§ **Short exercise 1**: Arrange the listing, from its first line through the line containing "[(232, 116), (159, 135)]", as a Markdown table with the columns Row and Listing line. Skip any blank lines.

□ □ □

This guide offers information on some of the most highly valued saddle, chaps and holster makers of the old west. Famous individuals like Meanea, Porter, Myres, Ernst, Irick, Williamson, Collins Brothers, Furstnow and others as space allows. Some of the information presented here will be new to collectors, never before revealed. I've used my experience as a Forensic Genealogist to access databases not generally available to the general public.

□ □ □

§ **Short exercise 2**: Pick up the guide to old west saddle, chaps and holster makers after its last sentence and continue it.

(Pointing and labeling entries)
□ □ □

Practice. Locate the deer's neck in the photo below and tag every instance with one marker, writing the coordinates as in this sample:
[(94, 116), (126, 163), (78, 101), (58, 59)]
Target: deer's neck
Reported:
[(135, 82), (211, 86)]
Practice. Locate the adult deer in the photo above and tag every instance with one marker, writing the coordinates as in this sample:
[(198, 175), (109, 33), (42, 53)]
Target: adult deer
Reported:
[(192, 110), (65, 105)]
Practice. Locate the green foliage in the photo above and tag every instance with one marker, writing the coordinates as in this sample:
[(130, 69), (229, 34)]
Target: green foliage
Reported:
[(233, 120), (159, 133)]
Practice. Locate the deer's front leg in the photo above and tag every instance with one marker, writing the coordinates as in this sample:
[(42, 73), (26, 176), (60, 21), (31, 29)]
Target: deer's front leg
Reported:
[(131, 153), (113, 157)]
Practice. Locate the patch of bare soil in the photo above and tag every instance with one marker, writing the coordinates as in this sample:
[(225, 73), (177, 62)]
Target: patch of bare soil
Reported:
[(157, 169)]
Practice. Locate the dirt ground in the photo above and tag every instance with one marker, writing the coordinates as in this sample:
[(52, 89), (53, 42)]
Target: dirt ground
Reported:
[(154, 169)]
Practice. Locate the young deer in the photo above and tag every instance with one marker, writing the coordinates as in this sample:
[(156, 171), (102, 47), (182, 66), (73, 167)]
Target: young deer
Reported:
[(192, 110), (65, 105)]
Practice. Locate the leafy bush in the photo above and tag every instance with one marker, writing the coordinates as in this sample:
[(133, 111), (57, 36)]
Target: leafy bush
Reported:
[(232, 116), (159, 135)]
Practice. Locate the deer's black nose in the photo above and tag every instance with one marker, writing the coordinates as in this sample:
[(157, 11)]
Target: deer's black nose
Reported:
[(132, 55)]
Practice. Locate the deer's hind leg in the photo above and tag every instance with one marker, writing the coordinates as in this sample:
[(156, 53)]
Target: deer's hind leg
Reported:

□ □ □

§ **Exercise result 1**:
| Row | Listing line |
|---|---|
| 1 | Practice. Locate the deer's neck in the photo below and tag every instance with one marker, writing the coordinates as in this sample: |
| 2 | [(94, 116), (126, 163), (78, 101), (58, 59)] |
| 3 | Target: deer's neck |
| 4 | Reported: |
| 5 | [(135, 82), (211, 86)] |
| 6 | Practice. Locate the adult deer in the photo above and tag every instance with one marker, writing the coordinates as in this sample: |
| 7 | [(198, 175), (109, 33), (42, 53)] |
| 8 | Target: adult deer |
| 9 | Reported: |
| 10 | [(192, 110), (65, 105)] |
| 11 | Practice. Locate the green foliage in the photo above and tag every instance with one marker, writing the coordinates as in this sample: |
| 12 | [(130, 69), (229, 34)] |
| 13 | Target: green foliage |
| 14 | Reported: |
| 15 | [(233, 120), (159, 133)] |
| 16 | Practice. Locate the deer's front leg in the photo above and tag every instance with one marker, writing the coordinates as in this sample: |
| 17 | [(42, 73), (26, 176), (60, 21), (31, 29)] |
| 18 | Target: deer's front leg |
| 19 | Reported: |
| 20 | [(131, 153), (113, 157)] |
| 21 | Practice. Locate the patch of bare soil in the photo above and tag every instance with one marker, writing the coordinates as in this sample: |
| 22 | [(225, 73), (177, 62)] |
| 23 | Target: patch of bare soil |
| 24 | Reported: |
| 25 | [(157, 169)] |
| 26 | Practice. Locate the dirt ground in the photo above and tag every instance with one marker, writing the coordinates as in this sample: |
| 27 | [(52, 89), (53, 42)] |
| 28 | Target: dirt ground |
| 29 | Reported: |
| 30 | [(154, 169)] |
| 31 | Practice. Locate the young deer in the photo above and tag every instance with one marker, writing the coordinates as in this sample: |
| 32 | [(156, 171), (102, 47), (182, 66), (73, 167)] |
| 33 | Target: young deer |
| 34 | Reported: |
| 35 | [(192, 110), (65, 105)] |
| 36 | Practice. Locate the leafy bush in the photo above and tag every instance with one marker, writing the coordinates as in this sample: |
| 37 | [(133, 111), (57, 36)] |
| 38 | Target: leafy bush |
| 39 | Reported: |
| 40 | [(232, 116), (159, 135)] |

§ **Exercise result 2**:
J. T. Irick Cheyenne & Casper Wyoming
James T. Irick Jr. was born October 21 1889 in Gainesvlle Texas. His father at the time was a merchant and he had three sisters and two brothers. By 1910 the family had moved to Blackburn, Oklahoma where is father, James T. SR., took up a career as a saddle and harness maker. About 1911 young James came west and took a job in Cheyenne Wyoming working as a saddle and harness maker for F. A. Meanea. In 1917 he was drafted and his card stated he was still employed by Meanea. He was 27 by this time. Irick was a single man and roomed with a fellow longtime employee of Meanea's, James Hagar after Hagar's wife died. It always struck me that Irick's leather goods looked a lot like Meanea's and now we know why! Irick eventually left the Meanea shop after Meanea's death and went North to Casper where he opened his own saddlery and operated from 1929 through the 1950s. Many of his outstanding leather goods turn up here in Casper from time to time.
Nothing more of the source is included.